» Records provided:
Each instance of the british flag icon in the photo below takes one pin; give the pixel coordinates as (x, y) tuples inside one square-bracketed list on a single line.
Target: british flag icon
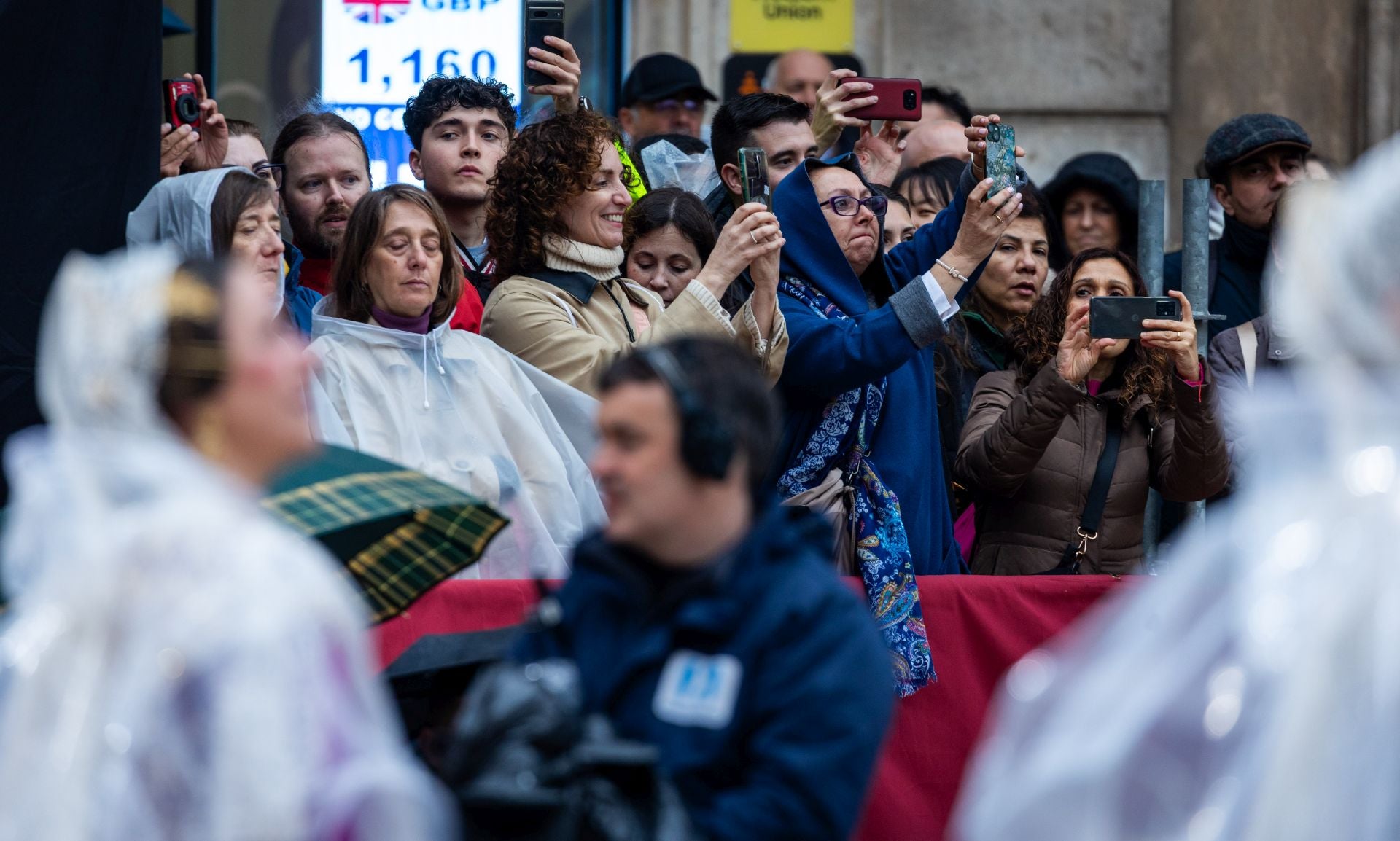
[(377, 12)]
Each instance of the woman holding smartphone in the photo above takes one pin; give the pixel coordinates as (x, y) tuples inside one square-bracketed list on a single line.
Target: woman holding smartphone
[(1035, 436)]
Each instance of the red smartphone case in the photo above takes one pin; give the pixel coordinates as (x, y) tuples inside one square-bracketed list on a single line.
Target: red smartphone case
[(899, 98)]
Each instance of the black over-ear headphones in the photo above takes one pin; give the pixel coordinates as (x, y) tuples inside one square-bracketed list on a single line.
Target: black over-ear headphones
[(706, 441)]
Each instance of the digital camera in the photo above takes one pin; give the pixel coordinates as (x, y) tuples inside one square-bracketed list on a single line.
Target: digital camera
[(181, 103)]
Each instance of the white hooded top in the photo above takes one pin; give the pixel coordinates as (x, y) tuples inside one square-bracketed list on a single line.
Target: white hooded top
[(174, 664), (1252, 692), (467, 412), (176, 211)]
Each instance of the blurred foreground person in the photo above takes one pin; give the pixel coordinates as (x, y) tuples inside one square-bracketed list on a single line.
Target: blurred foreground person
[(174, 664), (1251, 692), (710, 623), (395, 381)]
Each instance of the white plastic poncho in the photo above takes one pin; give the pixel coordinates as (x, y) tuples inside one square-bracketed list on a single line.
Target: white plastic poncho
[(467, 412), (176, 211), (174, 665), (1252, 692), (668, 167)]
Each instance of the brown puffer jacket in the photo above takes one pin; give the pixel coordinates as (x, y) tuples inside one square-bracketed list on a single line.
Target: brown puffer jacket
[(1030, 456)]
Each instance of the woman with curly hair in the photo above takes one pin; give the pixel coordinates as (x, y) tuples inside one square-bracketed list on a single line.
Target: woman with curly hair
[(1035, 434), (556, 234)]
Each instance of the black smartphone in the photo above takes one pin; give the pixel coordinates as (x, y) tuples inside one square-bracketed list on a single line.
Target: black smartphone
[(1121, 318), (542, 17), (181, 98), (753, 175)]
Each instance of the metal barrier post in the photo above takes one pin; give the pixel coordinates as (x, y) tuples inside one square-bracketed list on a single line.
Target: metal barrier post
[(1151, 232), (1196, 245)]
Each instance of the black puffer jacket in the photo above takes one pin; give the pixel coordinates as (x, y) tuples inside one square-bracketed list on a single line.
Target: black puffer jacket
[(1108, 174)]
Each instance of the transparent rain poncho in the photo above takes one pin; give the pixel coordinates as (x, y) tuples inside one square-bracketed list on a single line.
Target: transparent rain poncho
[(668, 167), (1252, 692), (174, 665), (467, 412), (176, 211)]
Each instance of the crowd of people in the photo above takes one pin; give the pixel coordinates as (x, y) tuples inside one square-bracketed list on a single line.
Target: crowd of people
[(696, 409)]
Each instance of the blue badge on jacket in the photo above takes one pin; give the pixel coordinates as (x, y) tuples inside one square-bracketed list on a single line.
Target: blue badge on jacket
[(698, 690)]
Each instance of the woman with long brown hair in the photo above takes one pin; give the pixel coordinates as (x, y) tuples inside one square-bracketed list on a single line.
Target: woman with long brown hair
[(1035, 434), (556, 234), (395, 381)]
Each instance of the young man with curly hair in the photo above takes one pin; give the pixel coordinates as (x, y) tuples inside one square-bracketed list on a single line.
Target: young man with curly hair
[(461, 128)]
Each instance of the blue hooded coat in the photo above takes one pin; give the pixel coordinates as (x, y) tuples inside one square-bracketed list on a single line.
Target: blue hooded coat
[(300, 300), (893, 339)]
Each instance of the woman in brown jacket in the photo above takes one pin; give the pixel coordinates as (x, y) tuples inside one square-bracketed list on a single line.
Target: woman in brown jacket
[(1035, 434)]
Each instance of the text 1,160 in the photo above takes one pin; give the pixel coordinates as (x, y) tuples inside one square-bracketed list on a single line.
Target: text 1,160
[(482, 65)]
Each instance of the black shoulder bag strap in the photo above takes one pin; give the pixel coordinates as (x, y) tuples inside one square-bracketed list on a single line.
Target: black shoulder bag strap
[(1077, 550)]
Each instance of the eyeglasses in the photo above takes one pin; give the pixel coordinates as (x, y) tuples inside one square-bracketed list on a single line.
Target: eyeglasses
[(271, 173), (850, 205), (672, 105)]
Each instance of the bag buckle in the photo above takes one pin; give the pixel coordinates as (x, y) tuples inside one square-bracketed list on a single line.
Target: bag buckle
[(1084, 543)]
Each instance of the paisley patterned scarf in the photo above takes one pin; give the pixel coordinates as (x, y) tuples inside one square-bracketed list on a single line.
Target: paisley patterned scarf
[(841, 439)]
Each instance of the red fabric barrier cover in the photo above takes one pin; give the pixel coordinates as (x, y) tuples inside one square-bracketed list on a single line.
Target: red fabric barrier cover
[(978, 627)]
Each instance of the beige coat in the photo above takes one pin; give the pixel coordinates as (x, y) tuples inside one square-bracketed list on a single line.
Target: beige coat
[(575, 332)]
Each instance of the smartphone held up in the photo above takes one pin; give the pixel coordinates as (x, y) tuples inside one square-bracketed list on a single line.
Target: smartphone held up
[(1001, 158), (542, 18), (899, 98), (753, 175), (1121, 318), (181, 98)]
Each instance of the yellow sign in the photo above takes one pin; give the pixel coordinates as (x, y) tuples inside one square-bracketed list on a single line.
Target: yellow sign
[(779, 26)]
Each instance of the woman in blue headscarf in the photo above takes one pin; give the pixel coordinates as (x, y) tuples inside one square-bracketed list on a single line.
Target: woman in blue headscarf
[(860, 374)]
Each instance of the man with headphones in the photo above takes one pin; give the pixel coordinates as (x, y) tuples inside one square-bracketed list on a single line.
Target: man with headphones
[(707, 620)]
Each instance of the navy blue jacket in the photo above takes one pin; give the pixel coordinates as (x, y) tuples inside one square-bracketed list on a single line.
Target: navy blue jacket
[(300, 300), (815, 696), (895, 339)]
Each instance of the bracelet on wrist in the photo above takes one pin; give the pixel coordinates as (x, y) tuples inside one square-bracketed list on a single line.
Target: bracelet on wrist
[(955, 273)]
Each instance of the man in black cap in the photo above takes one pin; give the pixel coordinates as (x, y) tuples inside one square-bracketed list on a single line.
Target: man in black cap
[(1249, 160), (663, 95)]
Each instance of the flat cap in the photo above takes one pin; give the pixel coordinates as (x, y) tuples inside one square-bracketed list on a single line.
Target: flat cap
[(1251, 133)]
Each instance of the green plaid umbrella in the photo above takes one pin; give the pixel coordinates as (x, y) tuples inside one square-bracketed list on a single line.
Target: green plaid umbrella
[(397, 531)]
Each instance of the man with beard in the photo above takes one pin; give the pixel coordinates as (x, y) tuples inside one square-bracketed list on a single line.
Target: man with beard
[(327, 174), (327, 170), (461, 128)]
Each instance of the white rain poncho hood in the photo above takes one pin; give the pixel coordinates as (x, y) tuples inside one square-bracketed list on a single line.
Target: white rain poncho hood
[(668, 167), (173, 664), (467, 412), (176, 211), (1252, 692)]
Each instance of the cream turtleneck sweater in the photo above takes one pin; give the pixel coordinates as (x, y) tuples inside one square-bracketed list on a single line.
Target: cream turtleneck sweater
[(594, 261)]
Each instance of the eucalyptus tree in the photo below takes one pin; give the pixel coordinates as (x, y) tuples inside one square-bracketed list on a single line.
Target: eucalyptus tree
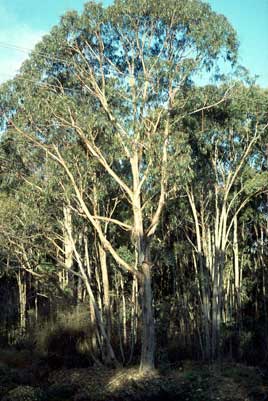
[(110, 79), (226, 146)]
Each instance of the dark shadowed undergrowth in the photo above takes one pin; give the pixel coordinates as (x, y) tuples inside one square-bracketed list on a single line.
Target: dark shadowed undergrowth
[(27, 377)]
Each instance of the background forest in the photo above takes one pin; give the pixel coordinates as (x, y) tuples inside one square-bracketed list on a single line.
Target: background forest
[(134, 201)]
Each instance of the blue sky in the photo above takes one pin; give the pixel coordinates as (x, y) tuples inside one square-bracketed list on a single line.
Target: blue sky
[(23, 22)]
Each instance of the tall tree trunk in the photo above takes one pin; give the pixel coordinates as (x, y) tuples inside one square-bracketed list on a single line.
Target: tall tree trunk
[(22, 287), (147, 362)]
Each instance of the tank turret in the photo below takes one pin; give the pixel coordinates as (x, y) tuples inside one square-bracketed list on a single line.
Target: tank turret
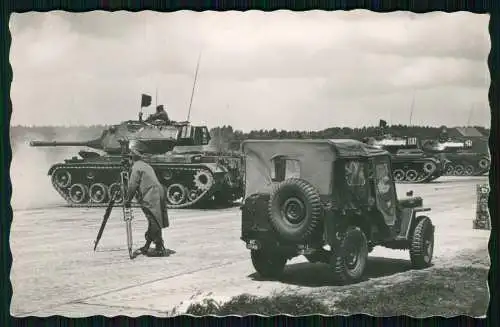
[(462, 158), (410, 164)]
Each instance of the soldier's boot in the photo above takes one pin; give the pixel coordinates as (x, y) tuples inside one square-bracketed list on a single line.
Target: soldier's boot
[(159, 250), (145, 248)]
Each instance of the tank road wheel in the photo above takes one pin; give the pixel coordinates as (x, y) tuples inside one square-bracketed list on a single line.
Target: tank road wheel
[(349, 260), (203, 180), (459, 170), (176, 194), (167, 175), (78, 193), (422, 244), (267, 263), (429, 167), (294, 209), (90, 176), (469, 170), (193, 195), (484, 163), (411, 175), (449, 169), (98, 192), (62, 178), (116, 187), (399, 175)]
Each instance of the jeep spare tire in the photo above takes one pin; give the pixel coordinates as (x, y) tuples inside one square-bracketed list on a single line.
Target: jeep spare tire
[(294, 209)]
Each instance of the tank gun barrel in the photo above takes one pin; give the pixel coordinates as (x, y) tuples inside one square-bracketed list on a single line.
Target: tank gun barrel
[(92, 144)]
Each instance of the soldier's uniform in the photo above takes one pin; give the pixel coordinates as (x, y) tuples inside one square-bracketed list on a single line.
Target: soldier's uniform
[(150, 194)]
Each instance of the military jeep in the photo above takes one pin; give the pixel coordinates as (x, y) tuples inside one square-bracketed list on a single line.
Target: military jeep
[(332, 201)]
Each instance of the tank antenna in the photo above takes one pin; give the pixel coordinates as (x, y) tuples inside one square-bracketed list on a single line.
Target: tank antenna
[(156, 98), (194, 84), (412, 106)]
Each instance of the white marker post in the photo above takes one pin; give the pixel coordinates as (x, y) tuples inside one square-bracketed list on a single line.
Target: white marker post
[(483, 219)]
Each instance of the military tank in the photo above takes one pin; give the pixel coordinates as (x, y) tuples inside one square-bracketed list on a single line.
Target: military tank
[(410, 164), (190, 174), (459, 157)]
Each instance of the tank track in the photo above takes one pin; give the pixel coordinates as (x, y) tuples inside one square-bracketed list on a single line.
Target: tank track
[(467, 167), (87, 194), (414, 173)]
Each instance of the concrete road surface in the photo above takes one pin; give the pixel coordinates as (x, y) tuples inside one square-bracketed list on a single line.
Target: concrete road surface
[(56, 272)]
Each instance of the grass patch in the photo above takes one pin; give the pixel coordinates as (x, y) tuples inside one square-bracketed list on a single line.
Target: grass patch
[(246, 304), (448, 291), (445, 291)]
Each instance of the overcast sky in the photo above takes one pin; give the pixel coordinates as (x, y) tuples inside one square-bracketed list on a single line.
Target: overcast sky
[(284, 70)]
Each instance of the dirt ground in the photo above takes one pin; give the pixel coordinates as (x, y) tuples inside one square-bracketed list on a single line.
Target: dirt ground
[(56, 272)]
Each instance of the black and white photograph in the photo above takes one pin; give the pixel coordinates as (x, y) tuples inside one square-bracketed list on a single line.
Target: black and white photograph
[(235, 163)]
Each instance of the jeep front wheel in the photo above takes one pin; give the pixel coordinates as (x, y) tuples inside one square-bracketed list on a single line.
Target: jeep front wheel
[(294, 209), (422, 244), (268, 264), (350, 259)]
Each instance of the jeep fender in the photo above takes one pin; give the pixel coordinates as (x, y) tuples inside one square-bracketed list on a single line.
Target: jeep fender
[(409, 219), (335, 223)]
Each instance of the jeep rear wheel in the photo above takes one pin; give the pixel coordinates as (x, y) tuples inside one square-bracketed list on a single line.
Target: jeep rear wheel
[(422, 244), (294, 209), (349, 260), (268, 264)]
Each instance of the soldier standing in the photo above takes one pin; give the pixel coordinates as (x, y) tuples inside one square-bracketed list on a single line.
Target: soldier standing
[(151, 196)]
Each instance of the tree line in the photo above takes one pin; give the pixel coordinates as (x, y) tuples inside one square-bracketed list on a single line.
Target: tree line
[(227, 138)]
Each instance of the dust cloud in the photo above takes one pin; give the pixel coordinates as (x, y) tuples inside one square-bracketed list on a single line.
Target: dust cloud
[(31, 184)]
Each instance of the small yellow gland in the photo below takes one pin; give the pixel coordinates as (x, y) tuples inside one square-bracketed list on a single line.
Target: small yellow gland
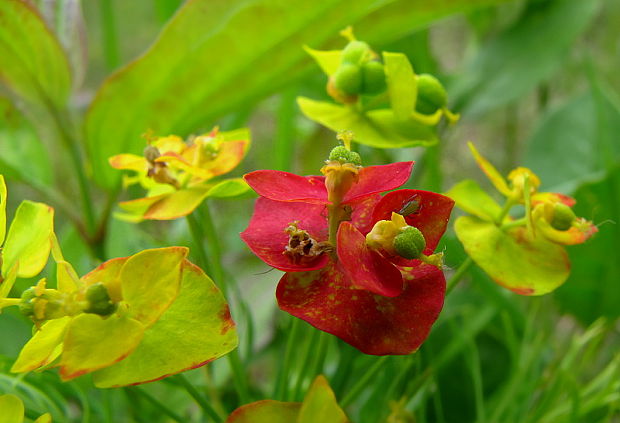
[(517, 179), (382, 235)]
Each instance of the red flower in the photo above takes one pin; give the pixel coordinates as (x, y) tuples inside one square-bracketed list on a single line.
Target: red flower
[(371, 298)]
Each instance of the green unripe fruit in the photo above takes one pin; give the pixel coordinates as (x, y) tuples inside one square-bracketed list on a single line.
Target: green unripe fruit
[(563, 217), (99, 301), (26, 305), (409, 243), (342, 155), (355, 158), (373, 78), (355, 52), (431, 94), (348, 79)]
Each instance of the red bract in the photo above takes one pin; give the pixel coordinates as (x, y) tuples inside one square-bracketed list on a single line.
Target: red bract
[(379, 303)]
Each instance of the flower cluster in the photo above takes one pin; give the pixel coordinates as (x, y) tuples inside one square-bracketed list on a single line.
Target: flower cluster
[(524, 254), (179, 175), (358, 265)]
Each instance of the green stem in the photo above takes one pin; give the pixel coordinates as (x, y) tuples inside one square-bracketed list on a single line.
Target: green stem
[(161, 407), (363, 381), (239, 377), (281, 383), (193, 392), (458, 275), (108, 27)]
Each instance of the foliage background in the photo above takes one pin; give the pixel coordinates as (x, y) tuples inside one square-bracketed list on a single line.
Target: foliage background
[(536, 83)]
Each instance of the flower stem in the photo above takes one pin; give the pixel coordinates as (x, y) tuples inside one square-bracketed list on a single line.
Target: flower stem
[(458, 274), (193, 392), (363, 381), (286, 361)]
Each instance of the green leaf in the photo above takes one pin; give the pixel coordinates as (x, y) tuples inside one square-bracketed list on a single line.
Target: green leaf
[(469, 197), (150, 282), (43, 348), (190, 77), (3, 196), (320, 404), (266, 411), (571, 137), (229, 188), (377, 128), (32, 62), (512, 258), (519, 59), (12, 409), (93, 342), (401, 82), (28, 241), (198, 323), (24, 156), (328, 60)]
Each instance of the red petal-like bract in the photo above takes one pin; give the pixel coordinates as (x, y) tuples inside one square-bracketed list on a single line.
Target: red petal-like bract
[(365, 268), (285, 186), (427, 211), (374, 324), (266, 237), (375, 179)]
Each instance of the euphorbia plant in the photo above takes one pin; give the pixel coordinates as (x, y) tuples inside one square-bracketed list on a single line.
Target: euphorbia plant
[(125, 320), (526, 254), (179, 175), (384, 102), (358, 265)]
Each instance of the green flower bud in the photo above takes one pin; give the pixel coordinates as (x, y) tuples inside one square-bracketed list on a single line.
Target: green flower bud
[(373, 78), (409, 243), (348, 79), (355, 52), (343, 155), (431, 94), (563, 217), (99, 301), (26, 305), (355, 158)]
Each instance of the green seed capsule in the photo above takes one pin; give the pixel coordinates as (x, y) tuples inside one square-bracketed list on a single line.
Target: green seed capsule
[(563, 217), (431, 94), (355, 52), (373, 78), (348, 79), (409, 243)]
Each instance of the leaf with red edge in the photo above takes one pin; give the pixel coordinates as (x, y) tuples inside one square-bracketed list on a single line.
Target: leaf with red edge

» Exercise goal: Rewrite the lines above as a numbered list, from the line with "Each instance of the red petal-like" through the line with "[(125, 320), (526, 254), (179, 175), (384, 102), (358, 265)]", leaving out any blank lines.

» Task result:
1. Each instance of the red petal-like bract in the photo above takes one pin; give the pixel coordinates as (x, y) tuples inside one square-bracketed list on a single line.
2. Target: red petal-like bract
3. [(365, 268), (285, 186), (427, 211), (374, 324), (266, 237), (375, 179)]
4. Each instance of the euphorbia plant in the photo above takes one pin; give the pixel coordinates as (x, y) tuples inside one square-bracketed list on a single line.
5. Target: euphorbia plant
6. [(125, 320), (526, 254), (179, 175), (384, 102), (358, 265)]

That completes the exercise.